* The tasks *
• a. In the movie review, substitute "wonderful" for "delightful" and give the part that opens with the words "Genre-crossover movies can" and closes with "Law and Order.".
• b. Translate this sentence from the movie review into Spanish: "The trailer’s ambience is chilly, tense."

* Selection *
_ _ _ _

Paul Feig misses the mark in "A Simple Favor," his befuddled new crime caper.

Lionsgate

Genre-crossover movies can be delightful. Red Sun is a brilliant Samurai Western. Black martial arts films like The Last Dragon or Game of Death are blessings in video form. Noir might be the most successful crossover genre of the bunch. Mixed with sci-fi, we get Blade Runner. With teen drama, Brick. With ’90s alt-psychological cool, Memento. But what do you get if you mix noir with Paul Feig, director of Bridesmaids, Freaks and Geeks, and the new Ghostbusters? The result is A Simple Favor, a deeply confused movie that feels like a mash-up of Mean Girls and an episode of Law and Order.

Starring Anna Kendrick and Blake Lively, the movie’s site calls it a “stylish thriller,” which is the kind of thing that nobody ever says in real life but that appears on the back cover of bad books all the time (the film is adapted from a novel by Darcey Bell). The trailer’s ambience is chilly, tense. I expected something Gone Girl-esque, a mystery to really get one’s teeth into.

Imagine my surprise, then, when the movie opened with the jolly soundtrack of the French version of Andy Williams’s “Music to Watch Girls By.” Was this to be some kind of swinging, Truffaut-esque quasi-noir? A charmingly funny mystery? The sudden cut to a school drop-off scene is a formal jolt, propelling us into an apparently completely different film and immediately auguring the film’s confusion.

_ _ _ _

* Supplied information *
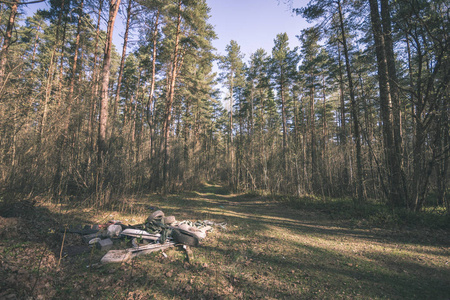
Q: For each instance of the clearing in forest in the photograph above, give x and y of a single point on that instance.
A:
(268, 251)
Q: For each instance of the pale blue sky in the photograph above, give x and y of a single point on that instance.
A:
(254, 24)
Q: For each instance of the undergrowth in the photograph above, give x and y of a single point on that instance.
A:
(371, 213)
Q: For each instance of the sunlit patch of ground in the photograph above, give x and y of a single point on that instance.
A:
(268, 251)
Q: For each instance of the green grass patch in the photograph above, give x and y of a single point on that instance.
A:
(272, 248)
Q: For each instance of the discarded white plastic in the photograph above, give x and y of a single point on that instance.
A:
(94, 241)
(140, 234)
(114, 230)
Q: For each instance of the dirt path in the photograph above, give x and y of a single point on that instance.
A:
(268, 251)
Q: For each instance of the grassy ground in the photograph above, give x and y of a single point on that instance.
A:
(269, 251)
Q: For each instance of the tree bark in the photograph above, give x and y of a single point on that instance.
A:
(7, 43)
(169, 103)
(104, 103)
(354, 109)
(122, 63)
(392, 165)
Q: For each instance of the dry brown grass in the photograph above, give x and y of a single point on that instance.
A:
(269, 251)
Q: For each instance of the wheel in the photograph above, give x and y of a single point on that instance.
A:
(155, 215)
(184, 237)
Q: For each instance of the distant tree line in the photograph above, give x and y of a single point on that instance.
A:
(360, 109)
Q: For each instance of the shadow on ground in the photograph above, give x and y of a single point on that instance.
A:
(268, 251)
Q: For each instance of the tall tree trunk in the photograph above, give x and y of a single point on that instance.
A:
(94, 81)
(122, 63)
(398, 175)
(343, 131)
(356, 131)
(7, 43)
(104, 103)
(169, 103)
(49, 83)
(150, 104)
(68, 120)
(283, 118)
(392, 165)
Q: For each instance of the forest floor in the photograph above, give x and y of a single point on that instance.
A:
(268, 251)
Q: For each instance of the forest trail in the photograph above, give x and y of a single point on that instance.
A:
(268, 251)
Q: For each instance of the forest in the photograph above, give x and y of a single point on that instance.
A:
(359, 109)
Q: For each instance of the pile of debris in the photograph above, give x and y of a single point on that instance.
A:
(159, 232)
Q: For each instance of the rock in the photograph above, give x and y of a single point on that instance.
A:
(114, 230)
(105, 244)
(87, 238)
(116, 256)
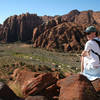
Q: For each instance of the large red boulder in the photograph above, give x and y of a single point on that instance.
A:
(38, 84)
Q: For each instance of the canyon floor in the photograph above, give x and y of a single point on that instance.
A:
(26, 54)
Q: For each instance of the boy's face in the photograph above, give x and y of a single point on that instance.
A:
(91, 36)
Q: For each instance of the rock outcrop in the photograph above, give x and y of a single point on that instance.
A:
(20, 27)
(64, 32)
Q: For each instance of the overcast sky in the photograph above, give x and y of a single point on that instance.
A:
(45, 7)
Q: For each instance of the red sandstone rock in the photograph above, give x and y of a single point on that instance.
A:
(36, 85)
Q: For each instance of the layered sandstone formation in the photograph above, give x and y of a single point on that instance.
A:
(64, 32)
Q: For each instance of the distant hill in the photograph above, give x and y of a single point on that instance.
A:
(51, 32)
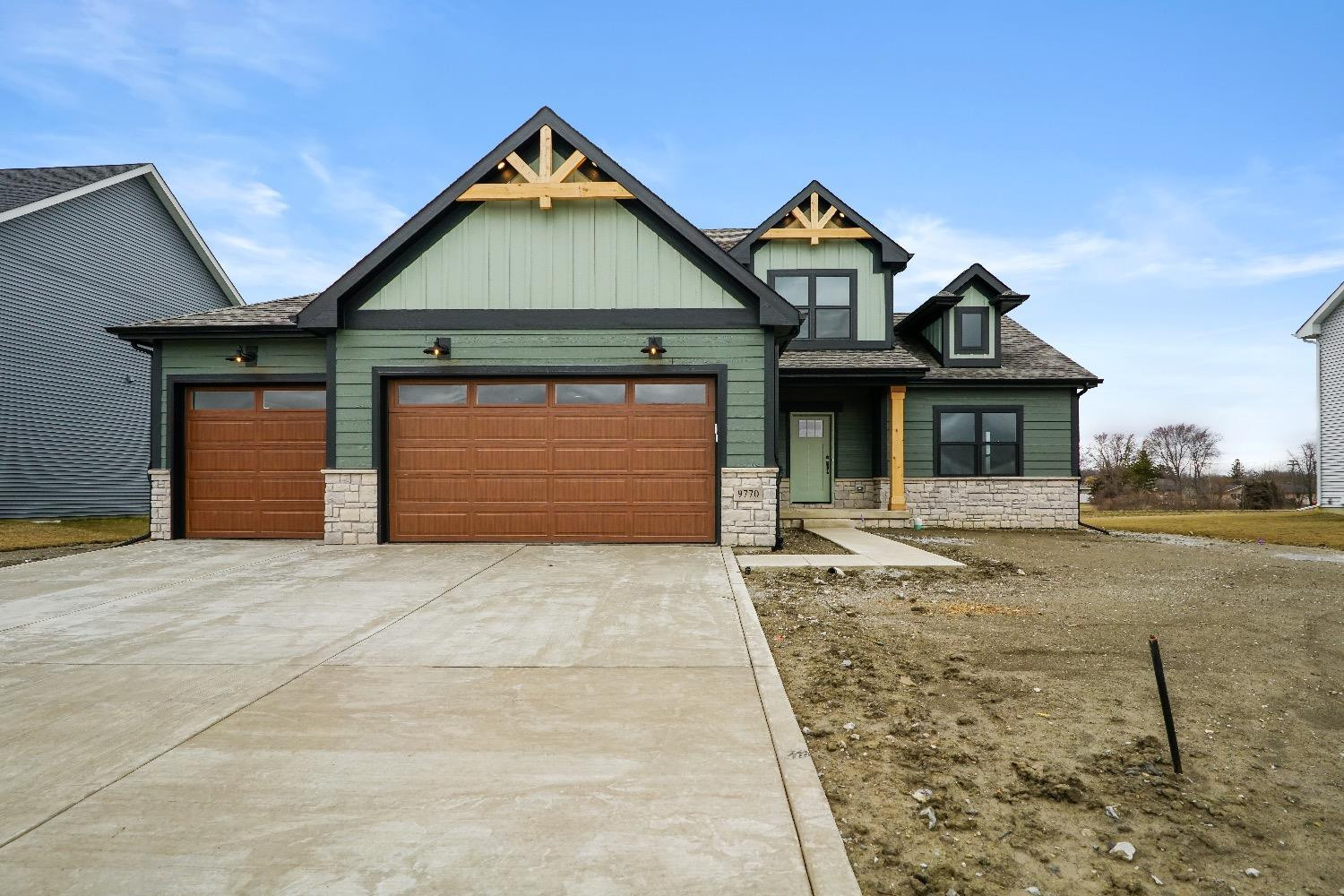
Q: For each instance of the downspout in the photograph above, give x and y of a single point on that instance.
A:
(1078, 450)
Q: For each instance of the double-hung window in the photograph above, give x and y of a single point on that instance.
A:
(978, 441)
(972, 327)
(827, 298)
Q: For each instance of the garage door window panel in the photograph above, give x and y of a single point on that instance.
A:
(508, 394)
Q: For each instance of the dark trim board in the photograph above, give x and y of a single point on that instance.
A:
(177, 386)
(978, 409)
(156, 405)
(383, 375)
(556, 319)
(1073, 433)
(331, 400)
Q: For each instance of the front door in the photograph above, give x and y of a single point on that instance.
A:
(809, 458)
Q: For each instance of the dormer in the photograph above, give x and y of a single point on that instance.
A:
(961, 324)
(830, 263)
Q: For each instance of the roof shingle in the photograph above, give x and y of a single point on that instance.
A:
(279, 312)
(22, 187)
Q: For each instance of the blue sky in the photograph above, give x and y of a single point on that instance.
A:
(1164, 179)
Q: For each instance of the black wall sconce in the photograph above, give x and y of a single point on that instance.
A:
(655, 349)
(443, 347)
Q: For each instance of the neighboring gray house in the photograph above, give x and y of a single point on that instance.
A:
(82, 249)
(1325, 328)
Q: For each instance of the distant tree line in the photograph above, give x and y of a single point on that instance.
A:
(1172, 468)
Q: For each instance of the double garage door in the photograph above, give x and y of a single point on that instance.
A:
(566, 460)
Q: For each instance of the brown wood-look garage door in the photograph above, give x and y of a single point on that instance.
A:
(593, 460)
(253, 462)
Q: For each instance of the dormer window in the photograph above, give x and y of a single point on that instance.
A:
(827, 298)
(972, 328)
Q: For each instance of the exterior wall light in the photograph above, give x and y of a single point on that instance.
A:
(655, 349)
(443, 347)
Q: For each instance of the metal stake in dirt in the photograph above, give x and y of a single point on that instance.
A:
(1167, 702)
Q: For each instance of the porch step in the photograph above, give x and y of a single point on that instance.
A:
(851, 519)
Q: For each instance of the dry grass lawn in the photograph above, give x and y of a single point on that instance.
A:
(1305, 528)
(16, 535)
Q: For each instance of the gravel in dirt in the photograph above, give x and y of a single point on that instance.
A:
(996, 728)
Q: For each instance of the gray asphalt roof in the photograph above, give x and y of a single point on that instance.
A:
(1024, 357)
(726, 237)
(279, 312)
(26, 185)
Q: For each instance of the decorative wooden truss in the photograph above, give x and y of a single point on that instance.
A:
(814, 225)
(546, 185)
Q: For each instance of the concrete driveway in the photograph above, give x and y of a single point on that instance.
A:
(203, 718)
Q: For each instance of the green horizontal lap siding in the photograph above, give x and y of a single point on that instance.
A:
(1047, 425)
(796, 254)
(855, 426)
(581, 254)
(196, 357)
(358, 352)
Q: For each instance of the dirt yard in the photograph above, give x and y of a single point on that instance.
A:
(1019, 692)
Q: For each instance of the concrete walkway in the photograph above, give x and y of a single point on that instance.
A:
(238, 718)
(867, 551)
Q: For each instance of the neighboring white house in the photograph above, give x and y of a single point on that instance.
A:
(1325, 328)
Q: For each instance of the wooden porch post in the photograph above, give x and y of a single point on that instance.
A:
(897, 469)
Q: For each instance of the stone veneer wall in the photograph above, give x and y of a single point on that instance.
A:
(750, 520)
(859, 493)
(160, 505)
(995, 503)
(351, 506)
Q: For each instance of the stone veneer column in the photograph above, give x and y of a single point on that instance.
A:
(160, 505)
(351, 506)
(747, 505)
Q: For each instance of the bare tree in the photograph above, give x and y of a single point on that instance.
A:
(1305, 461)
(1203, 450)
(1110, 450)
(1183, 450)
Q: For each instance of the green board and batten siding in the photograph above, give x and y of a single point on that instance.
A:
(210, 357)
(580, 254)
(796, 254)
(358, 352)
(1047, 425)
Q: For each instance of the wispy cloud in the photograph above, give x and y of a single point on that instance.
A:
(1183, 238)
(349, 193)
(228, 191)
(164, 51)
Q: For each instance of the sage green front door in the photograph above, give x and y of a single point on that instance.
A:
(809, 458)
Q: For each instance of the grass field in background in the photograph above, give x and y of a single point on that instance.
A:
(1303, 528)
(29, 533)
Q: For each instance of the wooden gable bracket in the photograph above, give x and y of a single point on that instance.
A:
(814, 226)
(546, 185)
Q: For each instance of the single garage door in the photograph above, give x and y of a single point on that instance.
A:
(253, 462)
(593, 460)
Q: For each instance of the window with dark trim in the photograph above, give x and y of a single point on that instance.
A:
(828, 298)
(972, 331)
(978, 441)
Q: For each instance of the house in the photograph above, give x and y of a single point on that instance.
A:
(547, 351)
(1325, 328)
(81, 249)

_ _ _ _

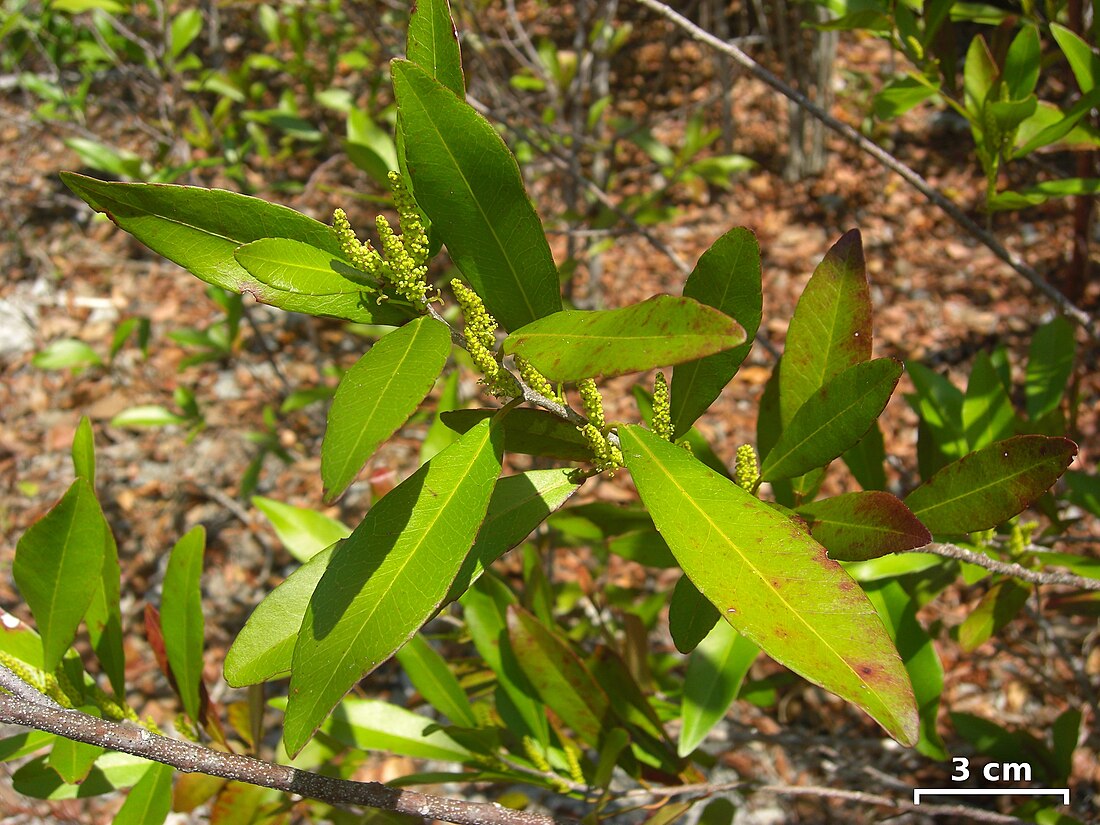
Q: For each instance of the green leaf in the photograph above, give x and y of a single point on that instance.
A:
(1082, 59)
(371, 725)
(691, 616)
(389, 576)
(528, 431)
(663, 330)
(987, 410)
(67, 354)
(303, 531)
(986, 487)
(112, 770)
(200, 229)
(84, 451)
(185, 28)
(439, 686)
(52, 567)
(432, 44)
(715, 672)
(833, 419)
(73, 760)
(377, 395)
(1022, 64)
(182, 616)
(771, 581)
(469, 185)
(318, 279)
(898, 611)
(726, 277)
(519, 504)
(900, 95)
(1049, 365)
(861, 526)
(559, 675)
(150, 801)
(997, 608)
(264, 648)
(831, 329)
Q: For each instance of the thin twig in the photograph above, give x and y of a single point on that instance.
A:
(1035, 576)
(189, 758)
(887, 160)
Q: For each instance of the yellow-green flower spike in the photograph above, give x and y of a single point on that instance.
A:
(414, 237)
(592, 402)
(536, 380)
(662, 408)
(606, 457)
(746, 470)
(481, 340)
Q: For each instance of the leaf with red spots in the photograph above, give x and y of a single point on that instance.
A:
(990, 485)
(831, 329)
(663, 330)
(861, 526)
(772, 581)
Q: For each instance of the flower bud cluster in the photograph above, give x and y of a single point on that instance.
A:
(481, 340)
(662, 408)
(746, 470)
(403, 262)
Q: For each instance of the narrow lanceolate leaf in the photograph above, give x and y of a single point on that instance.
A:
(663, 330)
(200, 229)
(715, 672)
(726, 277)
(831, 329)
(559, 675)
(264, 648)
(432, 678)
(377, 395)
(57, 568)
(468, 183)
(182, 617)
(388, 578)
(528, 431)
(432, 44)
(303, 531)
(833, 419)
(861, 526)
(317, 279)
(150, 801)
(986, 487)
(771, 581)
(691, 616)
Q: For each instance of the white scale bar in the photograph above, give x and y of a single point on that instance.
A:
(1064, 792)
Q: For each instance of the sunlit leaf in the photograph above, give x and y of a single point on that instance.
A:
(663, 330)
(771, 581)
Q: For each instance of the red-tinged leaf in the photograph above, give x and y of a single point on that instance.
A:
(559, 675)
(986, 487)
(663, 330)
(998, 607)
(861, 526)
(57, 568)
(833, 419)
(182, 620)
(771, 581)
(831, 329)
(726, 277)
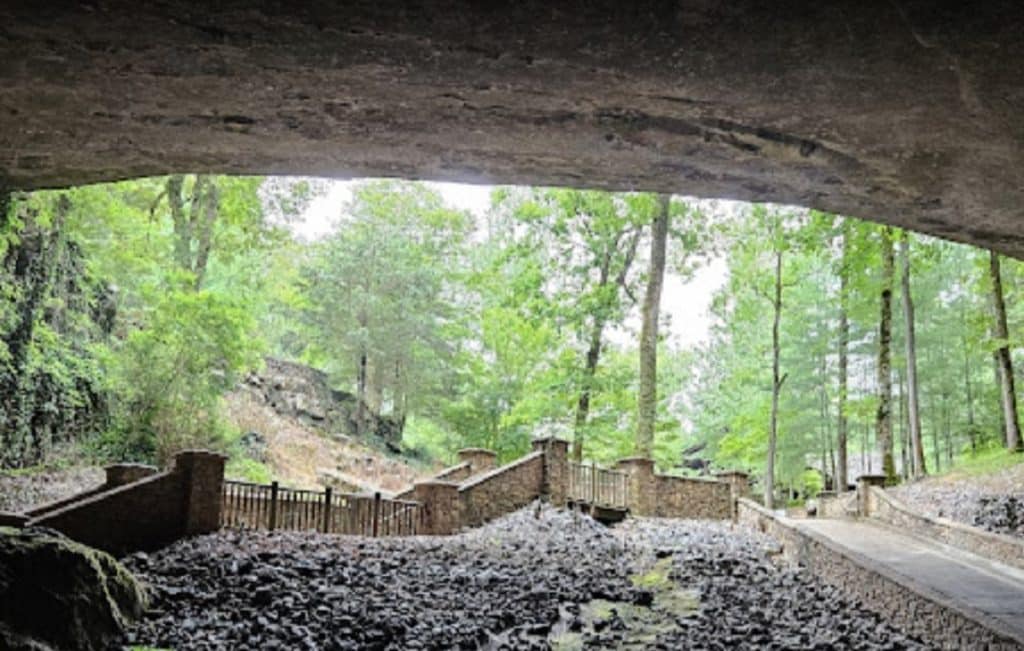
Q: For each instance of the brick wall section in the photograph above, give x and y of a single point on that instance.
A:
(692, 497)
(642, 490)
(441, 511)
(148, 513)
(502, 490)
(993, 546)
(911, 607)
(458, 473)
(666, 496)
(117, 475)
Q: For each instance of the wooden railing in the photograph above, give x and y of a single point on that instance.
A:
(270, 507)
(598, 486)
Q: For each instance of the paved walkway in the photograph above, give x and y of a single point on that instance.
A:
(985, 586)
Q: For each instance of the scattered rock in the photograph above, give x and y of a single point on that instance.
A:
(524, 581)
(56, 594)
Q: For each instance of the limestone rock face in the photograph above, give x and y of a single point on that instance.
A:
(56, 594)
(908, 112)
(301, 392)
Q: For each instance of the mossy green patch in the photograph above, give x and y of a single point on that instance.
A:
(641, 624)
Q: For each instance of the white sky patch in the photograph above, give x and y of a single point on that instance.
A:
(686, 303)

_ _ _ _

* Task responses *
• a.
Genre-crossover movies can be wonderful. Red Sun is a brilliant Samurai Western. Black martial arts films like The Last Dragon or Game of Death are blessings in video form. Noir might be the most successful crossover genre of the bunch. Mixed with sci-fi, we get Blade Runner. With teen drama, Brick. With ’90s alt-psychological cool, Memento. But what do you get if you mix noir with Paul Feig, director of Bridesmaids, Freaks and Geeks, and the new Ghostbusters? The result is A Simple Favor, a deeply confused movie that feels like a mash-up of Mean Girls and an episode of Law and Order.

• b. El ambiente del tráiler es frío, tenso.